Each bank of the memory cell array 110 may include a plurality of memory blocks (hereinafter, referred to as “cell blocks”), each including the plurality of memory cells MCs, respectively.
Referring to FIG. 4, the configuration of any one bank (e.g., the first bank BK0) of the memory cell array 110 is illustrated.
The first bank BK0 may include a plurality of cell blocks MB arranged in an array form in a first direction X1 and a second direction Y1 intersecting the first direction X1. Each cell block MB may include a plurality of memory cells MC connected between a plurality of word lines WL and a plurality of bit lines BL. In an embodiment of the present invention, the “cell block” may be defined as a set of memory cells that share the word lines WL and the bit lines BL and are arranged in the same form. Sub-word line driver regions SWB may be arranged between cell blocks MB in the first direction X1. A plurality of sub-word line drivers may be disposed in the sub-word line driver region SWB. Bit line sense amplifier regions BLSAB may be arranged between cell blocks MB in the second direction Y1. A plurality of bit line sense amplifiers may be disposed in the bit line sense amplifier region BLSAB.

Data shown:
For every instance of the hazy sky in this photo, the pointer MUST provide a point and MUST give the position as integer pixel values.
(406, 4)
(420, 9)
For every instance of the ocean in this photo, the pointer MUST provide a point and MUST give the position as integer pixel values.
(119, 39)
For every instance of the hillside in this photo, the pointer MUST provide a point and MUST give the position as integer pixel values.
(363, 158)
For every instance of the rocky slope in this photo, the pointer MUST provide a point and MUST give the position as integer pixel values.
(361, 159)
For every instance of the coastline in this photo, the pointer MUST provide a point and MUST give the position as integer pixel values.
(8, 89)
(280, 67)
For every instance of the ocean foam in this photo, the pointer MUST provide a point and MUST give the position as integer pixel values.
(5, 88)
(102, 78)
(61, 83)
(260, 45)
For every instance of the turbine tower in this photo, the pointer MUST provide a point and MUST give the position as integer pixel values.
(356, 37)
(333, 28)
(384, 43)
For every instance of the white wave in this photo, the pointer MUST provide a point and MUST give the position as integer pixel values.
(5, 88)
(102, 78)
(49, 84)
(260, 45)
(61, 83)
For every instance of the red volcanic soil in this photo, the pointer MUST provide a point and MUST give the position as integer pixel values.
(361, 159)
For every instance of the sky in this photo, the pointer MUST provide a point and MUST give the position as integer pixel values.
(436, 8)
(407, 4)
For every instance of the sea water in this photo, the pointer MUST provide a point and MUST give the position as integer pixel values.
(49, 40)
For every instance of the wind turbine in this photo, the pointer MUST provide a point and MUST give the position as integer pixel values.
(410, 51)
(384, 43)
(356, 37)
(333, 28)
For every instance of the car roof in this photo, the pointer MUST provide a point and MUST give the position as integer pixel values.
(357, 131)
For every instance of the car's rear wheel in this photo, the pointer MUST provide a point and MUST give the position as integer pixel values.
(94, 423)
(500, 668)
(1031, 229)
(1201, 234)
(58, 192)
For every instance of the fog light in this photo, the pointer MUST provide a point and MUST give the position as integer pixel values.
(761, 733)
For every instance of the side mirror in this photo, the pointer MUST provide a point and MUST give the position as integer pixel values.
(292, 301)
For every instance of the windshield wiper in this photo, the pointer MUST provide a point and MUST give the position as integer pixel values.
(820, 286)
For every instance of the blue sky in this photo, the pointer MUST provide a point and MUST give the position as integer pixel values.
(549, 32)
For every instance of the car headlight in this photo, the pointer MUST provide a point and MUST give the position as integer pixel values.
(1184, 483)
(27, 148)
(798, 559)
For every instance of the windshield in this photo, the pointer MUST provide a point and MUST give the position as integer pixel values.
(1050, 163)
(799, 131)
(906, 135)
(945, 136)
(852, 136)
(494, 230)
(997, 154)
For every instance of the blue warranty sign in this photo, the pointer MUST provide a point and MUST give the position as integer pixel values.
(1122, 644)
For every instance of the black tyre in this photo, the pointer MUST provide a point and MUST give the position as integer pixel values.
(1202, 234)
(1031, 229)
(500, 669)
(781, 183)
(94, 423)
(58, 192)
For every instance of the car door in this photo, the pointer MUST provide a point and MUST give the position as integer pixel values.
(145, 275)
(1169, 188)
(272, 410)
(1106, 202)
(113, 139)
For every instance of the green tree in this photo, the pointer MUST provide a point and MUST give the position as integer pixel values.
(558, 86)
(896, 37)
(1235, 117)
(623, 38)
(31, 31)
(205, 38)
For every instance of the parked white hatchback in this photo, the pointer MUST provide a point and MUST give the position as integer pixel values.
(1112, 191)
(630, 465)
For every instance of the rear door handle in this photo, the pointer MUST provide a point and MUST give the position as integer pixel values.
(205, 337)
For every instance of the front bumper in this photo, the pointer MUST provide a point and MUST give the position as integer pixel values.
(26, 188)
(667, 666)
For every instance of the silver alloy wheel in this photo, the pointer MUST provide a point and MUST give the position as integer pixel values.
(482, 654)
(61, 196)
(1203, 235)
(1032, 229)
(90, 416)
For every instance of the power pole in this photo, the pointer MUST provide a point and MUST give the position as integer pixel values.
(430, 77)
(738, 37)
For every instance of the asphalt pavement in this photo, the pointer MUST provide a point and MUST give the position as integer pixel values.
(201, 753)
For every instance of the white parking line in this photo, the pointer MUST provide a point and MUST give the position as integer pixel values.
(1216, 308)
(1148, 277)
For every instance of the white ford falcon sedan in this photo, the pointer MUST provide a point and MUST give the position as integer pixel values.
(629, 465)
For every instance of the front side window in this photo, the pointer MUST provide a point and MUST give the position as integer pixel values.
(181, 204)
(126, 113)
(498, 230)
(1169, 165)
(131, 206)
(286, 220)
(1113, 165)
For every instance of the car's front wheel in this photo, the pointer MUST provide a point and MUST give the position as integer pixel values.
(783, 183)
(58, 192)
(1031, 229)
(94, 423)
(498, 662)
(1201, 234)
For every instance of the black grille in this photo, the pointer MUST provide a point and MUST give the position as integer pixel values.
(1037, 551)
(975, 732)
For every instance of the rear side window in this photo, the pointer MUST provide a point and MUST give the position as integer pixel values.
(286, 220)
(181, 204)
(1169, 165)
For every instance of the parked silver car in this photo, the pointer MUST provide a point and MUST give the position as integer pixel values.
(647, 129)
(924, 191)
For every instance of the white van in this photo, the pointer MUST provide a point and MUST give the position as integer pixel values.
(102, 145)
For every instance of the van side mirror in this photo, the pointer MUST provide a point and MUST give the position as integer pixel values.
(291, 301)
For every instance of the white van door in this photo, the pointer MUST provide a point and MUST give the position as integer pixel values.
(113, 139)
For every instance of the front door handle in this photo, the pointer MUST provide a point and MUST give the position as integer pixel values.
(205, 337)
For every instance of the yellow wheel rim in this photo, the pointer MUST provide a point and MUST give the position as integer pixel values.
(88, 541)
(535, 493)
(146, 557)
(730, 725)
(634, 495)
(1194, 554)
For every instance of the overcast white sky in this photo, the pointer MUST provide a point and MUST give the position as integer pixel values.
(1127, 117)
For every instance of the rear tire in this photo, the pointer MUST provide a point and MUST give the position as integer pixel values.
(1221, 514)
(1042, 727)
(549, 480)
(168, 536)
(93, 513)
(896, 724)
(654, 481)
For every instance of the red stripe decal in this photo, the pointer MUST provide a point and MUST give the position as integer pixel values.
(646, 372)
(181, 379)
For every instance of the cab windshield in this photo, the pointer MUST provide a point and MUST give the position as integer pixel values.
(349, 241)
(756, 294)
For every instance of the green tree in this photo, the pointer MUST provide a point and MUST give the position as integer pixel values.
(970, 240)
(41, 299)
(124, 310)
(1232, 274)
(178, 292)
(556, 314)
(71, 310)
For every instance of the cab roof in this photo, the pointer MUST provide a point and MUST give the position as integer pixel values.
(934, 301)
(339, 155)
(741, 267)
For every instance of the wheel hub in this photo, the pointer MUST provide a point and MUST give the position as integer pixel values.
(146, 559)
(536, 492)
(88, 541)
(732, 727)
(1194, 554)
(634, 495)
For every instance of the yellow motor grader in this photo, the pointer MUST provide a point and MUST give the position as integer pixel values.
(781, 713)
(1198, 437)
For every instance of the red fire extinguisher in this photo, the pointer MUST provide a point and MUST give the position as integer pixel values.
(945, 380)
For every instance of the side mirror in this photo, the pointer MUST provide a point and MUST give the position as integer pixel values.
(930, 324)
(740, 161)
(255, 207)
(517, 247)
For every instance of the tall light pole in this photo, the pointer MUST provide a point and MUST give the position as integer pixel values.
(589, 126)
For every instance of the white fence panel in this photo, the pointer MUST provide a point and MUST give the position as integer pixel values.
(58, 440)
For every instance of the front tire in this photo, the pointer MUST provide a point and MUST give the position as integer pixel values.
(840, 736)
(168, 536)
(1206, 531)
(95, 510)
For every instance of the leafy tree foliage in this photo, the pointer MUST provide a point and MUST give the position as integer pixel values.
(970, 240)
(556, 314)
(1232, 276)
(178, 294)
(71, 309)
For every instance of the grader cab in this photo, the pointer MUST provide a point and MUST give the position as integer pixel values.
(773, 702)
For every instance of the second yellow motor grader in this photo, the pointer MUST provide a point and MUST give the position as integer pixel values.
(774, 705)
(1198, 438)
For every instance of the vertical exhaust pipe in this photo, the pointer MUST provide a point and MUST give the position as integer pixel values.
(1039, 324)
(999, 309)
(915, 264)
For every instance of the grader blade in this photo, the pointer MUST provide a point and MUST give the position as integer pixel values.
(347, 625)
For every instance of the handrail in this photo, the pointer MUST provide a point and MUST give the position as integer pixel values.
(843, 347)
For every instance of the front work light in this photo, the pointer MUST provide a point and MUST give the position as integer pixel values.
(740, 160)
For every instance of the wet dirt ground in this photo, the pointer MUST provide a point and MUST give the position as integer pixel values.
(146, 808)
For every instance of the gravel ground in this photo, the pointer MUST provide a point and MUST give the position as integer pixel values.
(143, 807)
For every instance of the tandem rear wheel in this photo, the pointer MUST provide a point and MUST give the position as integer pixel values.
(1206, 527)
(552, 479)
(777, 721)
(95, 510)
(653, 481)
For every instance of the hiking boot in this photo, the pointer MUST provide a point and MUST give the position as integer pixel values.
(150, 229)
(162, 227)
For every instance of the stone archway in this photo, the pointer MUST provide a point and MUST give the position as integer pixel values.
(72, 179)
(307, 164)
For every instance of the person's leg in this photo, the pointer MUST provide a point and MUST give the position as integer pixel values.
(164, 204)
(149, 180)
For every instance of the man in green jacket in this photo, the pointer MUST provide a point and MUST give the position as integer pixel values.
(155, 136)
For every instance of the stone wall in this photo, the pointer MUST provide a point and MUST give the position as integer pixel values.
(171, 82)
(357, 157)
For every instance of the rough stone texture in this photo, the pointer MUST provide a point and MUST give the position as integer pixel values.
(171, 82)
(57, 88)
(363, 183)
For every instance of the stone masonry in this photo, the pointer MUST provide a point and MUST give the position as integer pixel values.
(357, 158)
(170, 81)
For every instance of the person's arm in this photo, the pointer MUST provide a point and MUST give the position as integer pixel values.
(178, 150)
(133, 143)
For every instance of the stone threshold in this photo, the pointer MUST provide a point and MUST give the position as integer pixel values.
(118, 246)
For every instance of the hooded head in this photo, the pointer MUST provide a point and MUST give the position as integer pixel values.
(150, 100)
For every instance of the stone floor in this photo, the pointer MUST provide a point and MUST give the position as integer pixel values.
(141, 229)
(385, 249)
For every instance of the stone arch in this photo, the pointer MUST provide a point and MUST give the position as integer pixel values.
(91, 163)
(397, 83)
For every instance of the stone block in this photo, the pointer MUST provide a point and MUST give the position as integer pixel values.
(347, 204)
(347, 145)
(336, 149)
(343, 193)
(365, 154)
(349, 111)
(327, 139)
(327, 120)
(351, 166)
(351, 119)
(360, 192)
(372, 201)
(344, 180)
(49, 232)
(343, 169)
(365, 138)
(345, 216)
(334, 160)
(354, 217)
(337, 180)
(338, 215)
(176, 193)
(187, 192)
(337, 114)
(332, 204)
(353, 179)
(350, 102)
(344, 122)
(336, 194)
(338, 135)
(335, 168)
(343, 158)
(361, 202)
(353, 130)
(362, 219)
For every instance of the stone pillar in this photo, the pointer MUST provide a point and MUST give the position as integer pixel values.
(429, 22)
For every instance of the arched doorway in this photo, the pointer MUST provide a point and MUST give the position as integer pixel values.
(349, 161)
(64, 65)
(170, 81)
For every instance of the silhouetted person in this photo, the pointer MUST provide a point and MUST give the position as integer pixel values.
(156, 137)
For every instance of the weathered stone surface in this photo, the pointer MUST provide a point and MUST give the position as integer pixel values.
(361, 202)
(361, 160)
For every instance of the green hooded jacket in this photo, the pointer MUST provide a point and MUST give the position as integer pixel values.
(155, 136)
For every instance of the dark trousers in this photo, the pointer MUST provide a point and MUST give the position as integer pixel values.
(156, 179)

Check your understanding:
- a) Decide whether each statement below agrees with the memory cell array excerpt. Answer yes or no, and quote the words of the excerpt that decide it.
(i) Sub-word line driver regions SWB are arranged between cell blocks MB in the second direction Y1.
(ii) Each cell block MB may include memory cells MC connected between word lines WL and bit lines BL.
(iii) Bit line sense amplifiers may be disposed in the bit line sense amplifier region BLSAB.
- b) Continue the memory cell array excerpt, starting after its final sentence.

Responses for each task:
- a)
(i) No. "Sub-word line driver regions SWB may be arranged between cell blocks MB in the first direction X1."
(ii) Yes. "Each cell block MB may include a plurality of memory cells MC connected between a plurality of word lines WL and a plurality of bit lines BL."
(iii) Yes. "A plurality of bit line sense amplifiers may be disposed in the bit line sense amplifier region BLSAB."

- b)
For reference, in order to improve a propagation delay of a word line voltage that occurs as the number of memory cells connected to the word lines increases and a distance between the word lines decreases, one main word line may be divided into a plurality of (e.g., eight) sub-word lines, which are driven by the sub-word line drivers. Hereinafter, the word lines WL mentioned in the present invention may correspond to known sub-word lines, and the sub-word line drivers may be referred to as word line drivers.
Referring to FIG. 5, a partial area MA of FIG. 4 is shown.
Each of the cell blocks MB may include the memory cells MC connected between the word lines WL and the bit lines BL.
The squares between the cell blocks MB may represent the sub-word line drivers SWD, and the lines extending to the left and right of the sub-word line drivers SWD may represent the word lines. In reality, a much larger number of sub-word line drivers SWD and word lines exist, but only a part of the lines are shown to illustrate the simple structure.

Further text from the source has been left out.